● **Provided material**:
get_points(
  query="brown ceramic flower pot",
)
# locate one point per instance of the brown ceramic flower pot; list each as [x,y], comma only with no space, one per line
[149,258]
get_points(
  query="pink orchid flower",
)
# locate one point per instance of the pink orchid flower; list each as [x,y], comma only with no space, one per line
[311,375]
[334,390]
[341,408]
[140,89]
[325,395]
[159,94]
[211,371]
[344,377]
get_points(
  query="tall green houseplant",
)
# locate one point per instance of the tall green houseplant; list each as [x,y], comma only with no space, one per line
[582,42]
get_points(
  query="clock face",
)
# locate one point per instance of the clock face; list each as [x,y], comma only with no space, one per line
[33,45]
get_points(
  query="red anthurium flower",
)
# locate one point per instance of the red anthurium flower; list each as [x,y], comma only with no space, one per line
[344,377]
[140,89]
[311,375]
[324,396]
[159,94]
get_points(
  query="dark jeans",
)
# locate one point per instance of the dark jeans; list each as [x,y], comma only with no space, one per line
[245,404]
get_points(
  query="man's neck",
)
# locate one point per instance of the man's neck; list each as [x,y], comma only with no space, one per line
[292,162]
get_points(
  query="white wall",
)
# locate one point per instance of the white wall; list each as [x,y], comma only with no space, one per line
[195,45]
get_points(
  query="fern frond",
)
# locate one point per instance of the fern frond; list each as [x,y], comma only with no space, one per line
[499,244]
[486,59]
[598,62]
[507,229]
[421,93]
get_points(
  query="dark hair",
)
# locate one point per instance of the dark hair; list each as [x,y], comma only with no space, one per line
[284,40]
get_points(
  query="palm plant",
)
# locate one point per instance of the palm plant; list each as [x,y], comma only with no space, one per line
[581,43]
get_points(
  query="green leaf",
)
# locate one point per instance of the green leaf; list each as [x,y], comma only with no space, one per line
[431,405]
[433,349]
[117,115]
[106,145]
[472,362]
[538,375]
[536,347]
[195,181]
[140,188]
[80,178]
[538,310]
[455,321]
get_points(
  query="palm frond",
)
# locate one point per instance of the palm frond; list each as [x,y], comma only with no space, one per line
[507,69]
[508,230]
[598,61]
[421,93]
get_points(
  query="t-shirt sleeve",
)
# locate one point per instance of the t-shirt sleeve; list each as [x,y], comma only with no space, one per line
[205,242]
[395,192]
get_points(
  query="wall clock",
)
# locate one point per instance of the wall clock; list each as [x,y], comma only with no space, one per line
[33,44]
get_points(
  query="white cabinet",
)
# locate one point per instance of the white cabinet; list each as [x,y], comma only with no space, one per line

● **Work instructions**:
Pick out each line of the records that contains the word "pink", matching its case exactly.

● **The solution**:
  query="pink orchid flower",
# locate one point per instance of the pink orchid flower; list each as [x,y], comma only with no space, one per line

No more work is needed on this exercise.